Given text:

While inspecting a patch of corn on the farm the other day, I found this strange looking ear of corn. Wondering what this strange growth was I pulled it off and tried to do some research. After a few minutes of googling I looked up some pictures of huitlacoche and sure enough it was a match! How cool! And thus began my dive into the history of this strange corn fungus.
Huitlacoche has origins that go all the way back to the Aztecs, Hopis, and other various corn-growing Native American groups of the Southwest. The word comes from the Nahuatl language and literally can be translated to “raven excrement.” In English it is referred to as “corn smut” or even in the culinary world as a “Mexican truffle.”
It is a naturally occurring fungus that is edible and has been considered a delicacy for thousands of years. It can be found in the kitchens of Mexico; I’ve seen it in restaurants in San Antonio; it is even grown commercially and sold canned or frozen. Culinarily, it is very similar to any other mushroom and is prepared often as a filling for tacos, tamales, empanadas, soups and stews . It apparently has an earthy taste and retains a slight corn flavor. It is interesting to note that it has one of the highest protein contents in the mushroom family.

Task requirements:
1) According to the huitlacoche text, what is the literal translation of the Nahuatl word?
2) Resume the piece on huitlacoche, picking up after its last sentence.

Dataset extract:
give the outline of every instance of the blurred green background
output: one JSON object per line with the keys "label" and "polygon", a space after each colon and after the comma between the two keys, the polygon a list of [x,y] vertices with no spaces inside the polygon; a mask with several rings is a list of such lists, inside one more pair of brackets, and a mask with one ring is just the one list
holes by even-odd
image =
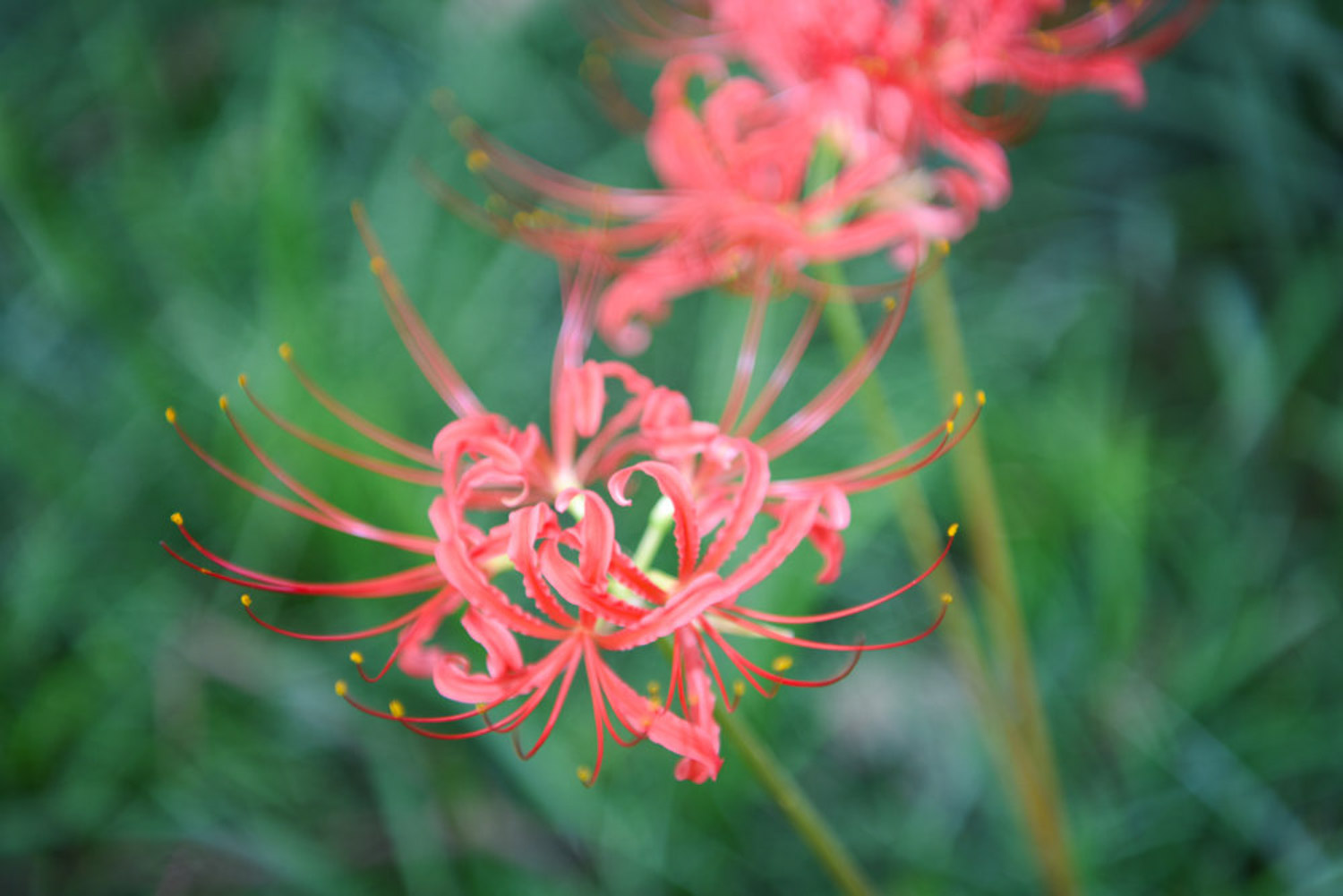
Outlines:
{"label": "blurred green background", "polygon": [[[1060,99],[1013,150],[1014,199],[950,262],[1092,892],[1343,892],[1340,17],[1324,0],[1225,3],[1151,66],[1140,111]],[[552,266],[436,208],[411,167],[462,176],[428,102],[450,86],[557,168],[647,183],[638,141],[576,77],[582,19],[528,0],[0,9],[4,893],[827,889],[731,747],[710,786],[676,783],[643,746],[608,755],[590,791],[580,707],[530,763],[505,737],[422,740],[332,695],[345,647],[261,630],[239,588],[157,545],[181,510],[273,572],[395,568],[252,501],[163,422],[176,406],[259,478],[215,410],[246,371],[338,435],[277,359],[283,340],[388,429],[427,442],[446,422],[383,317],[356,197],[486,403],[544,419]],[[649,83],[626,74],[631,93]],[[716,414],[723,314],[740,312],[680,302],[641,365]],[[920,329],[881,372],[911,424],[947,398]],[[688,339],[690,367],[667,348]],[[837,363],[822,341],[803,377]],[[424,525],[423,493],[244,420],[338,502]],[[807,462],[851,463],[860,423]],[[956,517],[945,470],[920,484]],[[915,572],[889,512],[855,501],[831,599]],[[776,599],[817,599],[813,563]],[[313,630],[351,619],[258,603]],[[936,638],[743,712],[882,891],[1038,892]]]}

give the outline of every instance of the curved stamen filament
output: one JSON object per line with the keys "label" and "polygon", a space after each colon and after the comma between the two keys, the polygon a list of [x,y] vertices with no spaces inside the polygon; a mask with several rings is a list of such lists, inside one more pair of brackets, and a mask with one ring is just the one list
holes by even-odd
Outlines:
{"label": "curved stamen filament", "polygon": [[415,445],[414,442],[403,439],[399,435],[388,433],[383,427],[371,423],[361,415],[356,414],[355,411],[349,410],[348,407],[337,402],[330,395],[330,392],[328,392],[326,390],[320,387],[316,382],[313,382],[313,379],[308,376],[304,368],[298,365],[298,361],[294,360],[294,349],[293,347],[290,347],[289,343],[281,344],[279,357],[283,359],[285,365],[289,367],[289,372],[294,375],[294,379],[298,380],[298,384],[302,386],[304,390],[309,395],[312,395],[318,404],[326,408],[326,411],[332,416],[338,419],[341,423],[355,430],[368,441],[376,442],[377,445],[381,445],[387,450],[400,454],[407,461],[415,461],[416,463],[423,463],[424,466],[432,466],[432,467],[439,466],[438,461],[434,458],[432,451],[426,450],[420,445]]}
{"label": "curved stamen filament", "polygon": [[310,445],[312,447],[317,449],[322,454],[328,454],[340,461],[345,461],[352,466],[359,466],[365,470],[369,470],[371,473],[377,473],[380,476],[385,476],[392,480],[402,480],[403,482],[414,482],[416,485],[430,485],[439,488],[443,485],[442,470],[422,470],[418,467],[403,466],[400,463],[391,463],[388,461],[381,461],[376,457],[369,457],[368,454],[364,454],[361,451],[355,451],[342,445],[337,445],[336,442],[332,442],[329,439],[324,439],[320,435],[316,435],[299,426],[295,426],[294,423],[291,423],[290,420],[287,420],[286,418],[281,416],[270,407],[267,407],[259,398],[257,398],[255,392],[252,392],[251,388],[247,386],[246,376],[239,376],[238,384],[243,388],[243,392],[247,394],[247,398],[257,407],[257,410],[266,416],[266,419],[269,419],[271,423],[285,430],[298,441],[304,442],[305,445]]}
{"label": "curved stamen filament", "polygon": [[290,476],[282,466],[275,463],[269,454],[261,450],[261,446],[257,445],[255,439],[252,439],[247,430],[243,429],[243,424],[238,422],[238,418],[234,416],[232,410],[228,407],[227,398],[219,398],[219,410],[222,410],[224,416],[228,418],[228,423],[234,427],[234,431],[238,433],[238,438],[243,441],[247,450],[251,451],[258,461],[261,461],[262,466],[265,466],[271,476],[279,480],[285,488],[297,494],[299,498],[308,501],[314,510],[325,514],[336,523],[344,532],[369,541],[381,541],[383,544],[389,544],[404,551],[416,551],[420,553],[434,552],[434,545],[436,544],[434,539],[426,539],[424,536],[410,535],[407,532],[392,532],[389,529],[364,523],[359,517],[346,513],[330,501],[320,497],[316,492]]}
{"label": "curved stamen filament", "polygon": [[220,579],[223,582],[232,582],[248,588],[261,588],[263,591],[275,591],[283,594],[302,594],[310,596],[330,596],[330,598],[351,598],[351,599],[376,599],[376,598],[395,598],[406,594],[415,594],[416,591],[428,591],[430,588],[438,587],[443,583],[443,574],[438,571],[438,567],[432,563],[426,563],[424,566],[412,567],[404,570],[403,572],[392,572],[385,576],[376,576],[372,579],[359,579],[355,582],[297,582],[294,579],[283,579],[279,576],[267,575],[263,572],[257,572],[238,563],[232,563],[219,556],[214,551],[205,548],[196,537],[187,529],[185,523],[180,513],[172,514],[172,521],[177,525],[177,531],[181,532],[183,537],[197,551],[201,556],[207,557],[211,563],[215,563],[230,572],[236,574],[235,576],[227,576],[208,570],[203,566],[187,560],[175,549],[172,549],[167,543],[160,541],[160,545],[168,551],[180,563],[203,572],[204,575]]}
{"label": "curved stamen filament", "polygon": [[289,629],[281,629],[274,626],[261,617],[251,609],[252,599],[250,594],[244,594],[240,598],[243,610],[251,617],[252,622],[259,625],[262,629],[274,631],[275,634],[282,634],[289,638],[298,638],[299,641],[359,641],[360,638],[372,638],[375,635],[387,634],[388,631],[395,631],[406,625],[410,625],[419,614],[424,613],[424,607],[428,604],[420,604],[411,610],[410,613],[400,615],[391,622],[384,622],[383,625],[373,626],[372,629],[361,629],[359,631],[342,631],[338,634],[309,634],[306,631],[290,631]]}
{"label": "curved stamen filament", "polygon": [[457,368],[447,360],[447,355],[443,353],[443,349],[439,348],[434,337],[430,336],[428,328],[424,326],[424,320],[419,316],[419,312],[406,298],[406,290],[383,255],[383,247],[379,244],[377,235],[368,222],[364,206],[353,203],[351,206],[351,215],[353,215],[355,226],[359,228],[359,235],[368,250],[369,269],[383,286],[383,298],[387,301],[387,310],[396,325],[396,332],[400,333],[402,341],[406,343],[407,351],[415,359],[420,372],[424,373],[424,379],[428,380],[434,391],[439,394],[443,402],[458,416],[467,418],[485,414],[485,406],[481,404],[475,394],[462,380]]}
{"label": "curved stamen filament", "polygon": [[905,647],[905,646],[909,646],[911,643],[917,643],[917,642],[923,641],[924,638],[927,638],[928,635],[931,635],[933,631],[936,631],[937,626],[941,625],[941,621],[947,618],[947,607],[948,606],[951,606],[951,595],[950,594],[944,594],[943,598],[941,598],[941,609],[937,611],[937,618],[933,619],[933,622],[932,622],[931,626],[928,626],[927,629],[924,629],[923,631],[920,631],[919,634],[916,634],[916,635],[913,635],[911,638],[905,638],[904,641],[890,641],[888,643],[857,643],[857,645],[854,645],[854,643],[830,643],[827,641],[810,641],[807,638],[798,638],[795,635],[784,634],[783,631],[779,631],[778,629],[770,629],[767,626],[755,623],[755,622],[747,619],[745,617],[739,617],[732,610],[724,609],[724,610],[720,610],[720,613],[723,613],[723,614],[728,615],[729,618],[732,618],[733,622],[736,622],[739,626],[741,626],[747,631],[749,631],[752,634],[757,634],[757,635],[766,637],[766,638],[772,638],[774,641],[778,641],[780,643],[787,643],[787,645],[791,645],[791,646],[795,646],[795,647],[811,647],[813,650],[839,650],[839,652],[857,650],[860,653],[866,653],[869,650],[893,650],[896,647]]}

Outputs in order:
1) Raven excrement.

2)
Huitlacoche is produced after heavy periods of rain or moisture so it makes sense to have found it when I did. This spring and early part of the summer have been abnormally active in terms of precipitation as anyone in the state of Texas will attest to.
I scoured the fields looking for more but saw no signs of it on any of the other ears of corn. Perhaps this is why it is a delicacy; it appears in small proportions and, in certain areas, depends on moisture that is sometimes scarce. Some farmers consider it a blight and an unwanted infestation calling it “devil’s corn.” But since knowing the history and various culinary possibilities, I welcome the fungus among us and am ready to fire up my skillet and try this ancient delicacy.